主人公の名前が国の愛称であることからも判るように、この
作品はギリシャの国そのものの姿も描いている。そこでは、
ソ連の脅威によって内戦を引き起こされ、やがて敵味方に分
かれて闘わなくてはならない国民の悲劇や、国を去って行く
人々の苦悩が描かれる。                  
なお、アンゲロプロスは、この撮影のための大きな難民村を
含む2つの集落を建設。そこには蒸気機関車の往来する鉄道
も敷かれて、その村を背景に雄大な物語を描き上げる。実際
その村が見事に水没するなど、そのスケールはものすごいも
のだ。                        
物語はまだ中途で、この先どれだけの悲劇が到来するのか。
それを見届けなければならないと思わせる第1部だった。 
                           
『タッチ・オブ・スパイス』“Politiki kouzina”    
1960年代のトルコ・イスタンブールを舞台に、キプロスを巡
って深まるトルコとギリシャの国家間の対立により、強制帰
国を余儀なくされたギリシャ国籍の父を持つ一家の姿を、そ
の一人息子の目を通して描いた物語。          
同じ日に見た『エレニの旅』と同様のギリシャの歴史を描い
た作品だが、本作は第2次大戦後の比較的記憶に新しい時代
の物語だ。とは言うものの、自分の記憶を辿ってキプロス紛
争という名称は憶えているが、その陰でこのような悲劇があ
ったことは記憶になかった。結局、極東の外れにいる国民と
しては、国際情勢への疎さを思い知るところだ。     
ただし映画は、全体としては悲劇だが、物語はその中で成長
した少年が、トルコ人の母方の祖父の営むスパイス店で見聞
きした事柄を中心に、トルコ料理への蘊蓄なども絡めて、心
地よく描かれている。                 
実際に、映画は国際情勢に翻弄されるギリシャ人を描いては
いるが、その一方でトルコ料理に対する愛情が描かれ、国家
と国民の思いの違いなどもうまく描かれている感じだ。  
しかし、ギリシャに帰国した人々がトルコ人と呼ばれ続ける
などのエピソードは、やはり悲劇を描いた作品と言っていい
のだろう。                      
なお、原語のせりふは言葉遊びのような言い換えが頻出し、
字幕がルビだらけになってしまっているが、これは仕方がな
い。ただ、字幕ではギリシャとなっているせりふのいくつか
が、原語ではエレニとなっていたようだった。      
                           
『ビヨンドtheシー』“Beyond the Sea”

* 提供資料 *
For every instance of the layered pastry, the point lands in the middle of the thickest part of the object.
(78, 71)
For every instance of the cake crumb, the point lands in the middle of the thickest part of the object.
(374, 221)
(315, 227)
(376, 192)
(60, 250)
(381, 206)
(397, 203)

* 課題 *
a: 映画評によると、『タッチ・オブ・スパイス』で少年が見聞きした事柄の中心となる場所はどこか。
b: 映画評を、最後の行の後に続けて書き継ぐこと。
記録はなくても作業に差し支えない。

* 解答 *
a: トルコ人の母方の祖父が営むスパイス店。

b:
1950年代後半から60年代に活躍した歌手、俳優ボビー・ダー
リンの生涯を、俳優のケヴィン・スペイシーが自らの脚本、
監督、主演で映画化した作品。             
ボビー・ダーリンの名前は、ヒット曲Mack the Knifeの歌声
と共に記憶しているが、映画の題名はシャンソン『ラ・メー
ル』をカヴァーした彼のもう一つのヒット曲の題名によって
いる。                        
ボビー・ダーリン、本名ウォルデン・ロバート・カソットは
1936年ブロンクス生まれ、母親と姉、そして姉の連れ合いの
一家の中で成長するが、子供の頃に重度のリュウマチ熱を患
い、15歳までの命と告げられる。            
しかし家族の献身的な看病のもと、励ますために持ち込まれ
た楽器や、母親の指導によってエンターテイナーの才能を発
揮、歌手の道を目指すことになる。そして芸名ボビー・ダー
リンとしてグラミー賞新人賞などを受賞。        
やがてハリウッドに進出したダーリンは、共演した当時16歳
のサンドラ・ディーと結婚、一人息子のドッドも誕生、1963
年に出演した『ニューマンという男』では、アカデミー賞や
ゴールデン・グローブ賞にもノミネートされるが…    
その一方で、ロバート・ケネディに心酔し、政治活動にのめ
り込む姿なども描かれる。なおそこで歌われるSimple Song
of Freedomには何となく聞き覚えもあった。       
が、やはり圧巻は、クラブ歌手としてはサミー・デイヴィス
Jr.以降で最高と言われたステージの再現だろう。特に映画
の巻頭で、最初の曲が歌い出される直前に、この歌の題名が
判る人は?というMCがあり、それが判った自分としては、
一気に映画に引き摺り込まれた感じがした。       
正直に言って、36歳で亡くなった人物を、40代半ばの俳優が
演じることには無理がある。しかしスペイシーの無理を承知
の渾身の演技には感銘を覚えたし、全曲を吹き替え無しで歌
い踊っている姿にも感動した。また、それにバランスを取る
ように登場する少年時代のダーリンを演じたウィリアム・ウ
ルリッチのパフォーマンスにも感心した。        
                           
ということで、2004年の締め括りとなります。      
ここで去年と同様にベスト10を発表しますが、このベスト10
は、僕が試写で見た洋画作品で今年公開されたものを対象と
しています。しかし今年は、僕が絶対的なベスト1と思う作
品を試写で見せてもらえませんでした。とは言え、この作品
のベスト1は譲れませんでしたので、あえて今年は第1位を
空欄としますが、第1位が無いということではありません。  
ということで、以下のベスト11となりました。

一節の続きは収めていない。